### [Supplied records]

[Start]

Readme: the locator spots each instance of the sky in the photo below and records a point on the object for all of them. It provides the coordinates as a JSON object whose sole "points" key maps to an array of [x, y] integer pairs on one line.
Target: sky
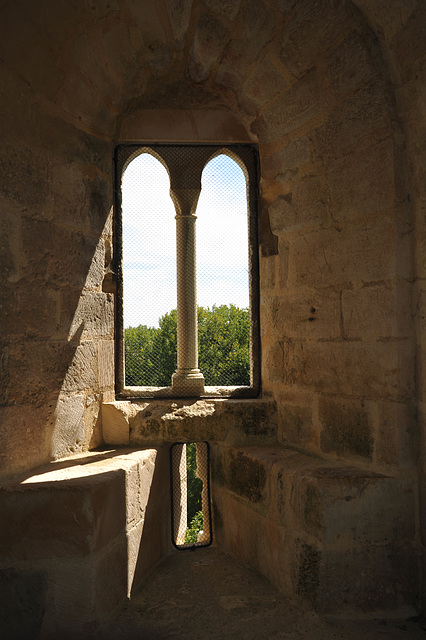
{"points": [[149, 239]]}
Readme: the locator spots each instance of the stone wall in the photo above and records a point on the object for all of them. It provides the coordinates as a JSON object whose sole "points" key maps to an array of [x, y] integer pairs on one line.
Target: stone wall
{"points": [[333, 94]]}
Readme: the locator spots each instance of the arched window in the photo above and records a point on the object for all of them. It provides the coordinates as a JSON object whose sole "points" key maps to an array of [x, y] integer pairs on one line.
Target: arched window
{"points": [[170, 198]]}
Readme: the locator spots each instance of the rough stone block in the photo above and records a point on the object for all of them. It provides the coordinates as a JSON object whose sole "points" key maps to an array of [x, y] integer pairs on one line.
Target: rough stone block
{"points": [[22, 602], [261, 85], [67, 434], [80, 373], [208, 42], [294, 154], [56, 255], [375, 579], [365, 508], [233, 421], [243, 472], [90, 316], [362, 183], [179, 13], [299, 105], [377, 312], [115, 423], [27, 310], [304, 206], [362, 121], [314, 31], [373, 370], [106, 364], [295, 424], [351, 64], [346, 426], [24, 423], [305, 314], [337, 256], [19, 164], [75, 522], [258, 24], [395, 432], [268, 272]]}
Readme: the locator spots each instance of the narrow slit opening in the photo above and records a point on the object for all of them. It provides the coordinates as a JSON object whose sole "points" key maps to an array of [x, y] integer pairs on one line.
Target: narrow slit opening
{"points": [[190, 484]]}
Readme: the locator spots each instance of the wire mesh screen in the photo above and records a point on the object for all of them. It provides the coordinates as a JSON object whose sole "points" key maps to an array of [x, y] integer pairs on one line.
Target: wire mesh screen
{"points": [[149, 273], [186, 257], [191, 516]]}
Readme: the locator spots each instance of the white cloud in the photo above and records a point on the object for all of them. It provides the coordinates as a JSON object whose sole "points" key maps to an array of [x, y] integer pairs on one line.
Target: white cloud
{"points": [[149, 239]]}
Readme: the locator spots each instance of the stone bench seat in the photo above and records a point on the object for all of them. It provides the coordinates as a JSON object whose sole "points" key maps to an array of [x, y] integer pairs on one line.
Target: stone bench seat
{"points": [[77, 538], [336, 534]]}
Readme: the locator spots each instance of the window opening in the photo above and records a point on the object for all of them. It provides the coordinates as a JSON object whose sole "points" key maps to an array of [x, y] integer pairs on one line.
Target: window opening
{"points": [[191, 513], [223, 285], [149, 273], [170, 198]]}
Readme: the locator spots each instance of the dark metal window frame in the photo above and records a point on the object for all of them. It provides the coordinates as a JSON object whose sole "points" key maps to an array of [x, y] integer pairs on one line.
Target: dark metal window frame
{"points": [[248, 156]]}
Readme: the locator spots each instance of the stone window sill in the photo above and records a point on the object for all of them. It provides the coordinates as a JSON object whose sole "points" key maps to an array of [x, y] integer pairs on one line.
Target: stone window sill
{"points": [[155, 421]]}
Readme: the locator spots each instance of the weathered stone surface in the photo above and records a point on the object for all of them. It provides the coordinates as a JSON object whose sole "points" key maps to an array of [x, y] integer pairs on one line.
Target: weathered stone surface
{"points": [[299, 105], [67, 426], [179, 13], [312, 33], [99, 202], [337, 256], [24, 423], [261, 85], [115, 423], [304, 206], [23, 601], [242, 473], [369, 580], [258, 24], [36, 369], [362, 120], [56, 255], [371, 369], [20, 163], [295, 424], [209, 40], [28, 311], [92, 316], [346, 427], [226, 8], [395, 433], [362, 183], [80, 373], [377, 312], [296, 153], [106, 364], [305, 314], [351, 64], [268, 272], [233, 421], [284, 258]]}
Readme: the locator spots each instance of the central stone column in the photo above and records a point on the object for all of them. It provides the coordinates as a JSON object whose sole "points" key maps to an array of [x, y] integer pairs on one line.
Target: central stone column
{"points": [[188, 379]]}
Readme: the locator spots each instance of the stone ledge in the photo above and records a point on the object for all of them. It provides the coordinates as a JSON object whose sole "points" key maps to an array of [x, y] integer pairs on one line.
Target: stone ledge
{"points": [[343, 537], [91, 526], [234, 421]]}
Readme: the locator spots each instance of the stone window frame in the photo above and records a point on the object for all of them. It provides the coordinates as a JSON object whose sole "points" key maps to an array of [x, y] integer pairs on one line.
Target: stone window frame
{"points": [[173, 156]]}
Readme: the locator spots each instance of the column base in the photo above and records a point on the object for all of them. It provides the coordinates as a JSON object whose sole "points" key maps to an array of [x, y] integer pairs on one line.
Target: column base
{"points": [[188, 382]]}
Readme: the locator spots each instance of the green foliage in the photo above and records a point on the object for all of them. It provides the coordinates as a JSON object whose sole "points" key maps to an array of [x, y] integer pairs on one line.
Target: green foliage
{"points": [[223, 345], [194, 527], [194, 484]]}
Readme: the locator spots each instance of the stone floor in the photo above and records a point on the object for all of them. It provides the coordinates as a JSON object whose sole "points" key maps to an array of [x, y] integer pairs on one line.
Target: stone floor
{"points": [[205, 595]]}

[End]

### [Written task]
Without the pictures, restate all of the entries above verbatim.

### [Exercise output]
Readme: the locator spots each instance of the sky in the photo below and records a point on the object for all of them. It provides the coordinates as a JSON object whose sole "points" key maps to an array of [x, y] integer pairs on one line.
Target: sky
{"points": [[149, 239]]}
Readme: the locator spots each instance of the stone wall in the photo above and records a point on the object for all of them. It provides the coordinates as a JSON object whose sole "points" key maps to an array of [x, y] integer pairs on one line.
Target: stone wall
{"points": [[333, 94]]}
Readme: the locator spots each instance of the arched window in the photo above and records a point on the object for all of them. It provides the coordinates as a JSON object whose sole "points" key maps to an array of [x, y] integer pairs on one line.
Target: arched window
{"points": [[170, 198]]}
Readme: the locator spots each instance of the rough stone block in the photo above and records a point on the object for all of them. It provides the coordinates as a JSON object whose sole "points" key maps to an array of [x, y] integer pairs on one line.
Target: rough stone block
{"points": [[22, 602], [261, 85], [67, 434], [80, 373], [208, 42], [294, 154], [56, 255], [375, 579], [365, 508], [233, 421], [243, 472], [90, 316], [362, 183], [179, 13], [299, 105], [377, 312], [115, 423], [27, 310], [304, 206], [362, 121], [314, 31], [373, 370], [106, 364], [295, 424], [351, 64], [346, 426], [24, 423], [305, 314], [337, 256], [19, 164], [75, 522], [258, 24], [395, 432], [268, 272]]}
Readme: the locator spots each instance of the narrow slit opening in the photo above and records a point on the object for all of them. It provides the coordinates as a JSON object whose sole "points" key maps to an array of [x, y] integer pairs on one line.
Target: narrow slit opening
{"points": [[190, 484]]}
Readme: the locator spots each instance of the wire mesh screen in the photo above and records a point on the object for all of them. It provides the coordinates as a JSON object whose sole "points" key maps to an array of [x, y] integer pairs on one line.
Target: wire mesh screen
{"points": [[149, 273], [186, 257], [191, 516]]}
Readme: the locator spots each instance of the white cloud in the photo above and records a point on the object for all of them. It provides the coordinates as a JSON object whose sole "points" key maps to an array of [x, y] integer pairs on one line.
Target: white cloud
{"points": [[149, 239]]}
Readme: the locator spots each instance of the stone bench seat in the photo above and records a point on the object for all of them. It provides the coordinates as a JSON object whose sole "points" key maps to an array of [x, y] integer pairs on one line.
Target: stone bench seat
{"points": [[77, 538], [336, 534]]}
Readme: the locator spots each instance of the window opening in the photo above and records a point on the object for all of them. It provides the coordinates as a JSON object whose sole "points" key maps to an array of [x, y] integer pairs on one line.
Target: window opening
{"points": [[191, 513], [223, 285], [149, 273], [170, 198]]}
Readme: the locator spots each instance of the dark metal window frame in the photo above and records a point on the object for all of them. It provides the coordinates as a JSON object whose sole "points" key maps to an array of [x, y] integer pairs on one line.
Target: dark metal window frame
{"points": [[248, 156]]}
Readme: the locator spots each instance of the stone window sill in the photo above and records a point on the object for all of them. It provides the coordinates as a JSON object whose sole "points" key maps to an array of [x, y] integer pairs on one line.
Target: stone window sill
{"points": [[155, 421]]}
Readme: the locator spots each instance of the weathered stone surface in the photo above and records a point on the object for all of them. It provides the coordinates as a JSON object whose sole "points" key maps to an array of [x, y] integer pairs on one line.
Target: weathered stone surface
{"points": [[299, 105], [67, 426], [179, 13], [312, 33], [99, 202], [337, 256], [24, 423], [261, 85], [115, 423], [304, 206], [23, 601], [242, 473], [369, 580], [258, 24], [36, 369], [362, 120], [56, 255], [371, 369], [20, 163], [295, 424], [209, 40], [28, 311], [92, 316], [346, 427], [226, 8], [395, 433], [362, 183], [80, 373], [377, 312], [296, 153], [106, 364], [305, 314], [351, 64], [268, 272], [233, 421], [284, 258]]}
Readme: the locator spots each instance of the central stone column in the photo above and records a point on the object for all of them. It provides the coordinates as a JSON object whose sole "points" key maps to an array of [x, y] integer pairs on one line.
Target: central stone column
{"points": [[188, 379]]}
Readme: the locator spots each instance of the stone ledge in the photo above and records a point on the object for all of them. It provides the coordinates as a JSON object whose sole "points" key maps to an array of [x, y] integer pairs on one line.
Target: stone ledge
{"points": [[343, 537], [91, 526], [234, 421]]}
Readme: the locator spots each instance of the stone window frame in the photo above and records a point on the object for all of them. It provides the coordinates as a JSON object whose sole "points" key maps to an array of [x, y] integer pairs on one line.
Target: stone window frame
{"points": [[173, 156]]}
Readme: the locator spots each instance of the column base in the photo above and records a point on the object for all of them. It provides the coordinates as a JSON object whose sole "points" key maps to an array of [x, y] integer pairs on one line.
Target: column base
{"points": [[188, 382]]}
Readme: the locator spots each instance of the green foliage in the photo above and records a point on the object for all of them. It provides the coordinates as a JSON object whose sole "points" key maps to an array of [x, y] integer pairs on one line.
Target: green foliage
{"points": [[223, 345], [194, 527], [194, 484]]}
Readme: the locator spots each instance of the stone floor in the photo above and records a point on the object for all of them. It provides the coordinates as a JSON object whose sole "points" key maps to an array of [x, y] integer pairs on one line.
Target: stone floor
{"points": [[205, 595]]}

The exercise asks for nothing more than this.